Texto de lectura —
****************

La Superficialidad
La Superficialidad
La Superficialidad
La superficialidad es ese hábito de quedarse en el fenómeno, en lo que brilla o reluce, dirían los griegos, tan
típico de la cultura moderna, carente de interioridad amiga/o de los budismos y orientalismos de moda que
muestran una pseudo profundidad.
a. En primer lugar, un estilo de vida demasiado sensual, cómodo y poco mortificado
No nos referimos aquí a que debe uno convertirse en estoico o espartano, pero ciertamente la falta
de moderación en los placeres del cuerpo vuelcan al hombre hacia lo corporal, debilitando su
capacidad intelectual; es decir: nos vuelven torpes e incapaces de penetrar y entender la realidad
en su profundidad. De allí que, la mayoría de las veces, la superficialidad nazca de la falta de
austeridad en nuestra vida.
b. En segundo lugar, el miedo
No nos referimos aquí a cualquier clase de miedo, sino a aquél, muy específico, que nos retrae de
todo tipo de compromiso. El superficial es incapaz de comprometerse siquiera con una partida de
naipes semanal. No-puede, porque no-quiere.

****************

Lo que harás —
(a) Extrae del texto sobre la superficialidad el fragmento que va desde "a. En primer" hasta "No-puede, porque no-quiere.", ambos incluidos.
(b) Indica si cada afirmación concuerda con el texto sobre la superficialidad. Responde sí o no y cita las palabras del texto que lo deciden.
(i) El texto sostiene que uno debe volverse estoico o espartano.
(ii) Según el texto, la falta de moderación en los placeres del cuerpo debilita la capacidad intelectual.
(iii) El texto habla de cualquier clase de miedo.
(c) Prosigue el texto sobre la superficialidad a partir de su última oración.

Material proporcionado —
****************

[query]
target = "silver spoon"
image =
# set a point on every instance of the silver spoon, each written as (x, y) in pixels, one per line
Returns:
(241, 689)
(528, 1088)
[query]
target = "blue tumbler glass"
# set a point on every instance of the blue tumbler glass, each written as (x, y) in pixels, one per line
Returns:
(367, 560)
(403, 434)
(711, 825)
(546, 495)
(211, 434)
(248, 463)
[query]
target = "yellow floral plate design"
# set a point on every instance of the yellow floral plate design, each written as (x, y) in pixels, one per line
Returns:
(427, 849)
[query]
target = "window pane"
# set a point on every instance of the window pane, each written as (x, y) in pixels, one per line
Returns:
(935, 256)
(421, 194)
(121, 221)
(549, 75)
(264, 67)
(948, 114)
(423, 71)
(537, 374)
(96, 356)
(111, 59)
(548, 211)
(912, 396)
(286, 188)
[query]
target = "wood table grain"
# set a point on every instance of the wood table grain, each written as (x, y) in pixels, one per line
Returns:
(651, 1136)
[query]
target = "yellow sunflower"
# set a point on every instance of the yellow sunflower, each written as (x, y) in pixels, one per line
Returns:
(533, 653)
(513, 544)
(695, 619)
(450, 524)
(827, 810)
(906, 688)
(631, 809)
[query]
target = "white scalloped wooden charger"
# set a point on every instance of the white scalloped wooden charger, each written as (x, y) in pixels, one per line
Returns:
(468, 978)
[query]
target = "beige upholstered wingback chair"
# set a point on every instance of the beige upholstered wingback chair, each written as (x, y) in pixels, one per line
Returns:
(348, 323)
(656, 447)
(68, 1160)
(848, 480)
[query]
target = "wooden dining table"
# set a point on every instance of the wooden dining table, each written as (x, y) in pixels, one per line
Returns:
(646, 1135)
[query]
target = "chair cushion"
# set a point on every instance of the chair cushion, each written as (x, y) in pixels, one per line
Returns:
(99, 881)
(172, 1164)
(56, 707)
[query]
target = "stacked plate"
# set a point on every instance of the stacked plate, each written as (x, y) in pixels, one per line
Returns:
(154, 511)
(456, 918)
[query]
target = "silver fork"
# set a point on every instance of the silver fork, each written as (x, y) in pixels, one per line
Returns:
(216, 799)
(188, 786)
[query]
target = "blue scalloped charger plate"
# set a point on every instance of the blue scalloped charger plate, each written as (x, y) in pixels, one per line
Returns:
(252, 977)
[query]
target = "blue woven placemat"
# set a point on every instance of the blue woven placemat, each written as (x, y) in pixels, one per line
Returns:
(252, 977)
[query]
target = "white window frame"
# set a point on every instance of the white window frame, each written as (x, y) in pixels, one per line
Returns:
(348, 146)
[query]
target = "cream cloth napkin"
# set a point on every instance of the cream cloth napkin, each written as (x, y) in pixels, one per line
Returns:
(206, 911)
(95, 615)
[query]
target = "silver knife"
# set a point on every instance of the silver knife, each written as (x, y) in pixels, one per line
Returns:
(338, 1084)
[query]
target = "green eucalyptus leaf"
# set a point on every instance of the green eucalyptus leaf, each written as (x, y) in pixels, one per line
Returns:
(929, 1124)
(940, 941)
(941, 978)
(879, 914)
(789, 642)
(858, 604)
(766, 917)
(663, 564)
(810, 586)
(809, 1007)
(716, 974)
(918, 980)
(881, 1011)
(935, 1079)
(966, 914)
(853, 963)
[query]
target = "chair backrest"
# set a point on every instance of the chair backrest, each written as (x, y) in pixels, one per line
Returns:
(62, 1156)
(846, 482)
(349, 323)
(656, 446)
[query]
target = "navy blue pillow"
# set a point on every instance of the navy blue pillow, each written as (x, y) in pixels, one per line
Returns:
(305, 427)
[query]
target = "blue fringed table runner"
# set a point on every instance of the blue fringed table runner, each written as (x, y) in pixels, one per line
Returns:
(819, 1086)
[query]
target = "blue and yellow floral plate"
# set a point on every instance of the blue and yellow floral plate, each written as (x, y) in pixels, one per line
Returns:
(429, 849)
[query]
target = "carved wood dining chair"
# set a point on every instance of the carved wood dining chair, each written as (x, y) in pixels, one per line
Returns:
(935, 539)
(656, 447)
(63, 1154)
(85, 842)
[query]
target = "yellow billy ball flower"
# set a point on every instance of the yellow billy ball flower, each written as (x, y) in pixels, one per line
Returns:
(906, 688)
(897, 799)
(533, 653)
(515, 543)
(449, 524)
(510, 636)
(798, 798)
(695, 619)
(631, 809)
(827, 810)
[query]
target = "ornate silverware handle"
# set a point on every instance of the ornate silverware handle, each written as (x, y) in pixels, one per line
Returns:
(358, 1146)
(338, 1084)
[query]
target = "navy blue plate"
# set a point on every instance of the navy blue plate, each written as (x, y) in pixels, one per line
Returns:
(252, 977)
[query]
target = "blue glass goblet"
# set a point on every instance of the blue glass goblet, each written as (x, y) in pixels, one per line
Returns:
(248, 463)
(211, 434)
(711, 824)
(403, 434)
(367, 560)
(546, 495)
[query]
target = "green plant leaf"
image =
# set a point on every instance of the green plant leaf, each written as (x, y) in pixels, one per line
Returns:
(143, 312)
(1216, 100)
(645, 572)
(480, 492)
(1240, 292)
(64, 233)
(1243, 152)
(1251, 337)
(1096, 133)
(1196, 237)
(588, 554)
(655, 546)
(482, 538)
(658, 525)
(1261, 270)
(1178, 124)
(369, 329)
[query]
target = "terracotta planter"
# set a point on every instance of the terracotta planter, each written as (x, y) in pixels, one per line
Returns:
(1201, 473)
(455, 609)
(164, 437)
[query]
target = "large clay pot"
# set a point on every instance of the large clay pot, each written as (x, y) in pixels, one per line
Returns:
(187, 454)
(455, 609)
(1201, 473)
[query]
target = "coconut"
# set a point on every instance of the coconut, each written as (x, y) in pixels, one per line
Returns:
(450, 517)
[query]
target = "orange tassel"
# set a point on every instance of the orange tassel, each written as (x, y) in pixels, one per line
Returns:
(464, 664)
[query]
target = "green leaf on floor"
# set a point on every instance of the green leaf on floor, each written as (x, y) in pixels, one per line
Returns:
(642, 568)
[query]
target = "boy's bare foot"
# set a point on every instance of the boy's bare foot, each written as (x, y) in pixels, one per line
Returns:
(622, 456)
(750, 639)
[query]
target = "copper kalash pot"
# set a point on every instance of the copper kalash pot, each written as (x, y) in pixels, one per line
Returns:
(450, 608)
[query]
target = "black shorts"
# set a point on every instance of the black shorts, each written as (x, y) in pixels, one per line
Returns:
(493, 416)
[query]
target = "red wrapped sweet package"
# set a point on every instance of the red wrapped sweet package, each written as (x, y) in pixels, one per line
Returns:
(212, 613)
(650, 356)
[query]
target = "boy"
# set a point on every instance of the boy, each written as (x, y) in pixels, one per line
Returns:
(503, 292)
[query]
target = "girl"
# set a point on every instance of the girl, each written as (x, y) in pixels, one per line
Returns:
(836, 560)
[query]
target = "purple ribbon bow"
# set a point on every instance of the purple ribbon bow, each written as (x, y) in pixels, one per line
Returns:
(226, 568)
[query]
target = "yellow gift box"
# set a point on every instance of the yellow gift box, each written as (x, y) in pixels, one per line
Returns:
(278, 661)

****************

Resultados del ejercicio —
(a)
a. En primer lugar, un estilo de vida demasiado sensual, cómodo y poco mortificado
No nos referimos aquí a que debe uno convertirse en estoico o espartano, pero ciertamente la falta
de moderación en los placeres del cuerpo vuelcan al hombre hacia lo corporal, debilitando su
capacidad intelectual; es decir: nos vuelven torpes e incapaces de penetrar y entender la realidad
en su profundidad. De allí que, la mayoría de las veces, la superficialidad nazca de la falta de
austeridad en nuestra vida.
b. En segundo lugar, el miedo
No nos referimos aquí a cualquier clase de miedo, sino a aquél, muy específico, que nos retrae de
todo tipo de compromiso. El superficial es incapaz de comprometerse siquiera con una partida de
naipes semanal. No-puede, porque no-quiere.

(b)
(i) No: "No nos referimos aquí a que debe uno convertirse en estoico o espartano".
(ii) Sí: "la falta de moderación en los placeres del cuerpo vuelcan al hombre hacia lo corporal, debilitando su capacidad intelectual".
(iii) No: "No nos referimos aquí a cualquier clase de miedo, sino a aquél, muy específico, que nos retrae de todo tipo de compromiso".

(c)
c. En tercero y último, la vanidad o el vivir del “qué dirán”
Porque el que vive “de cara al mundo”, buscando su aprobación, necesariamente privilegiará sus
apariencias. Al contrario, el despreocupado del qué dirán tendrá un corazón indiviso y vuelto hacia
Dios y, hacia Dios que está en el prójimo.
Digamos que, aunque parezca paradójico, resulta muy difícil lograr que una persona superficial
comprenda que es superficial. Porque, si lo entendiera, su misma respuesta sería análoga a su
carácter: - “¡Y bueno!¡seré superficial y listo!” – dirá.
Pero apostemos a la buena intención y busquemos un remedio. La solución, habiendo visto las
raíces, se encuentra en la principal de las virtudes cardinales, la virtud de la prudencia, esa reina de
las virtudes que regula de manera conveniente y ordenada las acciones para llegar al fin propuesto.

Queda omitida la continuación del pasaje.